Copy every one of the following entries word for word, leaving the pictures out of your copy.

[Stored data entries]
-- begin --

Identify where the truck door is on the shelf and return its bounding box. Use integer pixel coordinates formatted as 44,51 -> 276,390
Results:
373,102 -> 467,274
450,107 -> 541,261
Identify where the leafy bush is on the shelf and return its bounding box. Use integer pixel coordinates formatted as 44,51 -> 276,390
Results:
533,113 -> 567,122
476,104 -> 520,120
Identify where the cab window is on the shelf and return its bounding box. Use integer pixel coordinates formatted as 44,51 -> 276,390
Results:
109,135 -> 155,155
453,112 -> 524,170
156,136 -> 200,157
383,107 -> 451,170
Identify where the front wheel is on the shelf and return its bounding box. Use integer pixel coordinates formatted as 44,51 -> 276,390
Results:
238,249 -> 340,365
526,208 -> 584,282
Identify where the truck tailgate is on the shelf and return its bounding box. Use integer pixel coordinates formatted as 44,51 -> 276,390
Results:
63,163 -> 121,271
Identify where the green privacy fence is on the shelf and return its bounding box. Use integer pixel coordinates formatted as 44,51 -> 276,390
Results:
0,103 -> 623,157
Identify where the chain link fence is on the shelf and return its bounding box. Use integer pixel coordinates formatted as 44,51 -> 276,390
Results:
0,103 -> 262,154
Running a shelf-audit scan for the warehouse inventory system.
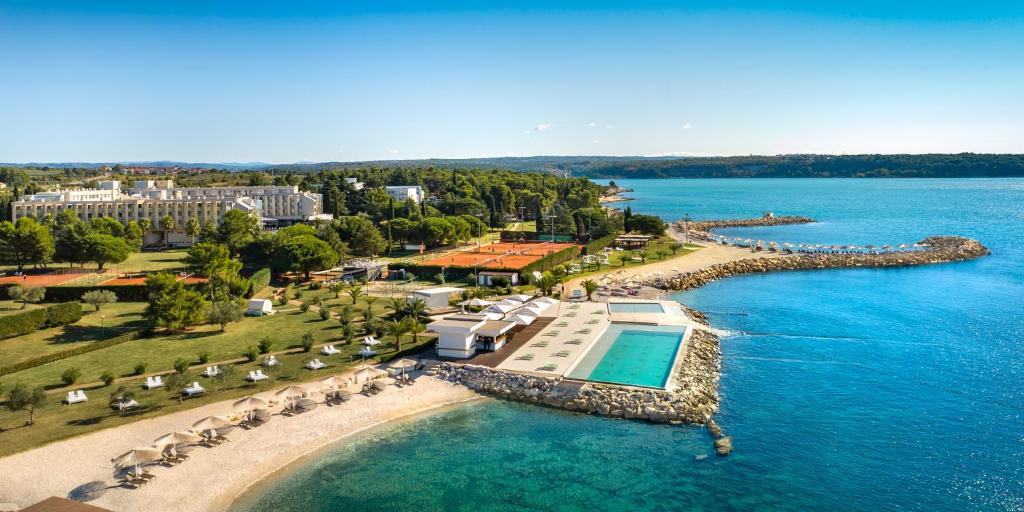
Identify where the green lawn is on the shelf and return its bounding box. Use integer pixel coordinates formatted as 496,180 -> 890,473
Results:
0,302 -> 145,366
0,300 -> 433,456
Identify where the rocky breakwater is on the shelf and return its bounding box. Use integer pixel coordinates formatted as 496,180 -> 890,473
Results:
667,237 -> 991,290
436,331 -> 722,425
676,215 -> 814,241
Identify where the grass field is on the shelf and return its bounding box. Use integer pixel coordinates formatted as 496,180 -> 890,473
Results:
0,298 -> 433,456
0,302 -> 145,366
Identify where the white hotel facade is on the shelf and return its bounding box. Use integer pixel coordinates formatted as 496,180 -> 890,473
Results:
11,180 -> 324,245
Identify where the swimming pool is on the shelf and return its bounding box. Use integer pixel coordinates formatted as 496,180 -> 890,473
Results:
608,302 -> 666,313
568,324 -> 686,388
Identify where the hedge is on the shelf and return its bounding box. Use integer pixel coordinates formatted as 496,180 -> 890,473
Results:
0,302 -> 82,339
0,331 -> 142,376
583,232 -> 618,254
248,268 -> 270,297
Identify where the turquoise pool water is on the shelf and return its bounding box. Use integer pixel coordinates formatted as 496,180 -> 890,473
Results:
608,302 -> 665,313
569,323 -> 685,388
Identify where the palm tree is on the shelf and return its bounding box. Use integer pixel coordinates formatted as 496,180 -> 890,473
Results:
409,318 -> 427,343
138,217 -> 153,245
386,318 -> 409,352
185,217 -> 203,246
327,281 -> 345,299
384,297 -> 406,318
160,215 -> 174,247
407,299 -> 430,319
345,285 -> 364,306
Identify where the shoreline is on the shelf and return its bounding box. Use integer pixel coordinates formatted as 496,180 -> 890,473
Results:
219,395 -> 488,512
0,376 -> 483,512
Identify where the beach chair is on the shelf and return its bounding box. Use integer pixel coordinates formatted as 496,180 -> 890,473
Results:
181,382 -> 206,396
142,375 -> 164,389
65,389 -> 89,406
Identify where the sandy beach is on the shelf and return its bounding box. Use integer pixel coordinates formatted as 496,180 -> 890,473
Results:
0,376 -> 479,512
565,227 -> 785,294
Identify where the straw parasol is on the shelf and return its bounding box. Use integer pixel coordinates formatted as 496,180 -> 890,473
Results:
111,446 -> 164,474
193,416 -> 233,432
231,396 -> 270,411
153,431 -> 203,456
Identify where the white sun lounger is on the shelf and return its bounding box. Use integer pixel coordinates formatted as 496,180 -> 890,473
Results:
142,375 -> 164,389
181,382 -> 206,396
65,389 -> 89,406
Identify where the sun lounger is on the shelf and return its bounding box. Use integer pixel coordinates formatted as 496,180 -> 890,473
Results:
142,375 -> 164,389
65,389 -> 89,406
181,382 -> 206,396
306,359 -> 327,370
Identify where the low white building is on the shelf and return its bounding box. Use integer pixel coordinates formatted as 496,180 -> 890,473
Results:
384,185 -> 423,203
406,287 -> 462,307
427,314 -> 516,359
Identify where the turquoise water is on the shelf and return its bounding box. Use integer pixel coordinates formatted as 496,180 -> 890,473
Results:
608,302 -> 665,313
569,323 -> 684,388
237,179 -> 1024,512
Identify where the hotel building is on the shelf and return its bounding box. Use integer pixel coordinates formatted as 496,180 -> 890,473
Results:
11,180 -> 324,245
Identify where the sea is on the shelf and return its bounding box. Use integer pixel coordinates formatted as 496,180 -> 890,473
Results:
233,178 -> 1024,512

-- end --

◆ Result:
Identify where the truck door is on the shelf and return its bounding box. Use integer pixel coordinates formatted as 44,51 -> 276,390
Results:
373,102 -> 467,274
450,107 -> 541,261
Identify where the leafy bush is on the shelf and return its bounding box. Use integer pixel coordinates formatted as 44,51 -> 276,390
Results:
533,113 -> 567,122
476,104 -> 520,120
Identify where the cab window is on the shelf and return its bounding box. Use integer pixel coordinates formatted as 44,51 -> 276,390
Results:
109,135 -> 155,155
453,112 -> 524,170
156,136 -> 200,157
383,107 -> 451,170
Identify where the front wheel is on the shelf and return its bounding box. Use integer pixel coordinates formatted as 44,51 -> 276,390
Results:
238,249 -> 340,365
526,208 -> 584,282
Identify where the truck tailgate is on the shelf and return its bounding box. Use integer pixel coordinates formatted as 44,51 -> 276,390
Results:
63,163 -> 121,271
Identify where the green privacy fence is on the shelf and return its bounding box. Use integer pixel coordinates formatted as 44,51 -> 276,390
Results:
0,103 -> 623,157
Identify where the chain link fence is on the shelf and return its bounding box. Use integer pixel coordinates formatted as 44,51 -> 276,390
Results:
0,103 -> 262,154
Running a shelf-audit scan for the warehouse inventory system.
Identify where the green lawn is on the shelf and return its bounding box. Use integer pixel coordinates formatted as 496,180 -> 890,473
Results:
0,302 -> 145,366
0,300 -> 433,456
Identify where the rocky breakwater is on the shelf and return its bounding box. Use integer pixel coordinates formatted as 496,180 -> 890,473
Results:
667,237 -> 991,290
436,331 -> 722,425
676,215 -> 814,241
Identify where the grass field is on the shelf and return its bounding box. Use integer pixel coordinates formatted as 496,180 -> 890,473
Results:
0,298 -> 433,456
0,302 -> 145,366
Identify where the white hotel facade is on the shelf and return its bounding box. Use integer pixel coordinates formatted as 496,180 -> 890,473
Results:
11,180 -> 324,245
Identify where the swimming pool is on the shelf and return its bounding box. Use integer pixel coordinates formatted as 496,180 -> 890,473
Results:
608,302 -> 666,313
568,324 -> 686,388
Identify where the hedge is on the shelf and return its bounding box. Use integer pixel coordinates formatted as 496,180 -> 890,473
Results:
0,302 -> 82,339
0,331 -> 142,376
583,232 -> 618,254
248,268 -> 270,297
Identify where the turquoise pool water is on the shelf and return its bounding box. Use integer pixel coordinates formatted as 496,180 -> 890,473
Results:
608,302 -> 665,313
569,323 -> 685,388
Identify where the palm tree is on the shelf and return its bounding box. Use integer pixel coordinates formatted as 496,180 -> 890,473
Results:
409,318 -> 427,343
138,217 -> 153,245
386,318 -> 409,352
185,217 -> 203,246
327,281 -> 345,299
384,297 -> 406,318
160,215 -> 174,247
407,299 -> 430,319
345,285 -> 364,306
Identify where the shoreline is on the shelf and return its bounding box. Use integer pixel coordinates formatted as 496,180 -> 890,473
Results:
219,395 -> 488,512
0,376 -> 483,512
Identify where the beach chair is on the shelf and return its bounding box. Use integer pixel coordinates formatted as 496,180 -> 890,473
Results:
181,382 -> 206,396
142,375 -> 164,389
65,389 -> 89,406
Identify where the sandy beach is on the shelf and return its bounding box. Use integer pixel coordinates formatted as 496,180 -> 890,473
Results:
0,376 -> 479,512
565,227 -> 785,294
Identify where the straw parasol is on the shelf and return its bounding box. Use integer pixel coordinates formatted as 496,180 -> 890,473
Results:
111,446 -> 164,474
193,416 -> 233,432
231,396 -> 270,411
153,431 -> 203,456
Identify where the white sun lounger is on the shelf and return its bounding box. Use integer pixel coordinates formatted as 496,180 -> 890,473
Results:
142,375 -> 164,389
181,382 -> 206,396
65,389 -> 89,406
Identify where the sun lounger is on the shelf and return its bounding box. Use integer pixel coordinates formatted as 496,180 -> 890,473
Results:
142,375 -> 164,389
65,389 -> 89,406
181,382 -> 206,396
306,359 -> 327,370
Identify where the low white building is on the shelf and return its bounding box. Use integer pixel coordinates formatted as 496,180 -> 890,473
Results:
384,185 -> 423,203
406,287 -> 462,307
427,314 -> 516,359
Identify where the turquoise water is on the shelf and return its bounding box. Use integer pixel coordinates formatted as 496,180 -> 890,473
Results:
608,302 -> 665,313
569,323 -> 684,388
237,179 -> 1024,512
Identify where the hotel building is on the shelf and return its bounding box. Use integer pixel coordinates formatted as 496,180 -> 890,473
Results:
11,180 -> 324,245
Identify where the sea is on the shelf and return its bounding box. Use integer pixel coordinates formatted as 496,180 -> 890,473
Results:
233,178 -> 1024,512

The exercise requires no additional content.